Requirement A
In the passage on the Loyalists, who is credited with calling the split the "Anglo-Saxon Schism"?
Requirement B
Repeat word for word the stretch of the Loyalists passage from "After the legislation" through "the British empire.".

Page excerpt
========

The heart sickens at the recital of the sufferings of the Loyalists, and we turn in disgust from the views which the pen of faithful history records.
After the legislation of 1778 every grievance the colonists had put forward as a reason for taking up arms had been redressed, every claim they had presented had been abandoned, and from the time when the English parliament surrendered all right of taxation and internal legislation in the colonies, and when the English Commissioners laid their propositions before the Americans, the character of the war had wholly changed. It was no longer a war for self-taxation and constitutional liberty. It was now an attempt, with the assistance of France and Spain, to establish independence by shattering the British empire.
There were brave and honest men in America who were proud of the great and free empire to which they belonged, who had no desire to shirk the burden of maintaining it, who remembered with gratitudethat it was not colonial, but all English blood that had been shed around Quebec and Montreal in defence of the colonies. Men who with nothing to hope for from the crown were prepared to face the most brutal mob violence and the invectives of a scurrilous press; to risk their fortunes, their reputation, and sometimes even their lives, in order to avert civil war and ultimate separation. Most of them ended their days in poverty and exile, and, as the supporters of a beaten cause, history has paid but a scanty tribute to their memory. But they comprised some of the best and ablest men America has ever produced, and they were contending for an ideal which was at least as worthy as that for which Washington fought.
It was the maintenance of one great, free, industrial, and pacific empire, comprising the whole British race, holding the richest plains of Asia in possession, blending all that was most venerable in an ancient civilization with the abundant energies of a youthful social combination likely in a few generations to outstrip every commercial competitor, and to acquire an indisputable ascendency among the nations. Such an ideal was a noble one, and there were Americans who were prepared to make any personal sacrifice to realize it. These men were the LOYALISTS of the Revolution. Consider what the result would be today had not this "Anglo-Saxon Schism," as Goldwin Smith calls it, taken place. There would be a great English-speaking nation of 130,000,000 that could dominate the world. They would in all substantial respects be one people, in language, literature, institutions, and social usages, whether settled in South Africa, in Australia, in the primitive home, or in North America.

========

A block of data
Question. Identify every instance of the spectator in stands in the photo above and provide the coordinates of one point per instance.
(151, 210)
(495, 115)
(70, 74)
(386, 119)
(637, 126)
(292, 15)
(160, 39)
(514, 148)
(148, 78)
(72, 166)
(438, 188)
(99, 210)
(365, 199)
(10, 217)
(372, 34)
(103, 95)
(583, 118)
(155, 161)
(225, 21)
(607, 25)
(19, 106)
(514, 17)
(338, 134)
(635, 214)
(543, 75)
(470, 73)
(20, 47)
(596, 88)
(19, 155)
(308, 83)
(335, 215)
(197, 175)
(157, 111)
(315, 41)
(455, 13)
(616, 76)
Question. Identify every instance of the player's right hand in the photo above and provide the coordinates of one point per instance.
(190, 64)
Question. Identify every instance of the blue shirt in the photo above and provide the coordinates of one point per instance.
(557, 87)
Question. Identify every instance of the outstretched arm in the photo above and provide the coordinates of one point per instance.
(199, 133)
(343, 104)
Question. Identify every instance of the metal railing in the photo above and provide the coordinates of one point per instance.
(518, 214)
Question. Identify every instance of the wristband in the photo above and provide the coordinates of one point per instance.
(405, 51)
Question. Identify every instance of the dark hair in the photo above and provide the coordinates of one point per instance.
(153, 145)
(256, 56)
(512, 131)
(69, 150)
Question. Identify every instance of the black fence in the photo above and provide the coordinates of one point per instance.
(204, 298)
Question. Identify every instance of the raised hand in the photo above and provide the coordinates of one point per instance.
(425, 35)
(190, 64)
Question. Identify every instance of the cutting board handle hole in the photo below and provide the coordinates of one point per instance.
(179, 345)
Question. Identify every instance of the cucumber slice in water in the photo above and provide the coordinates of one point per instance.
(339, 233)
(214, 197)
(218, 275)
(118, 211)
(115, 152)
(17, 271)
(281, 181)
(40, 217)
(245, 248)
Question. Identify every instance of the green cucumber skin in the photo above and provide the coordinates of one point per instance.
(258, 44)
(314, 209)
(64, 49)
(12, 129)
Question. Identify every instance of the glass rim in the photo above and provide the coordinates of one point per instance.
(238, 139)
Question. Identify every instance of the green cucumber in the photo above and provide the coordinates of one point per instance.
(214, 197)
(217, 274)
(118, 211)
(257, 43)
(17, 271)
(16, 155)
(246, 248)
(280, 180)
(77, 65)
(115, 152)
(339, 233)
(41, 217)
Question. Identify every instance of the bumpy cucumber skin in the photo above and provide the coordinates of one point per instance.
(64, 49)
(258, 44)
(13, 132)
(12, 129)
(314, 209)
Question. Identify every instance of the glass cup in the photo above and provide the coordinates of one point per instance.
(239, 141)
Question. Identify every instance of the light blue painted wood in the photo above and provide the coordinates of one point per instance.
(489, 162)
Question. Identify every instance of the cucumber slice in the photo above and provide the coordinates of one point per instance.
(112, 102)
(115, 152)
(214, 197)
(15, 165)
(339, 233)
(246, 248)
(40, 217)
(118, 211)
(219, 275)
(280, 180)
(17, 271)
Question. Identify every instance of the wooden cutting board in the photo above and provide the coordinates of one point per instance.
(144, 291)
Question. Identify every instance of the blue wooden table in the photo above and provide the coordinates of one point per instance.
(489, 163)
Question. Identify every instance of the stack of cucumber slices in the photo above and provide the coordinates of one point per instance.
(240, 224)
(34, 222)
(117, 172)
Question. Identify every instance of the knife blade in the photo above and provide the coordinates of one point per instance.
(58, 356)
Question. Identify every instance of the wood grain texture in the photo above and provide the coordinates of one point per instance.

========

Answer A
Goldwin Smith

Answer B
After the legislation of 1778 every grievance the colonists had put forward as a reason for taking up arms had been redressed, every claim they had presented had been abandoned, and from the time when the English parliament surrendered all right of taxation and internal legislation in the colonies, and when the English Commissioners laid their propositions before the Americans, the character of the war had wholly changed. It was no longer a war for self-taxation and constitutional liberty. It was now an attempt, with the assistance of France and Spain, to establish independence by shattering the British empire.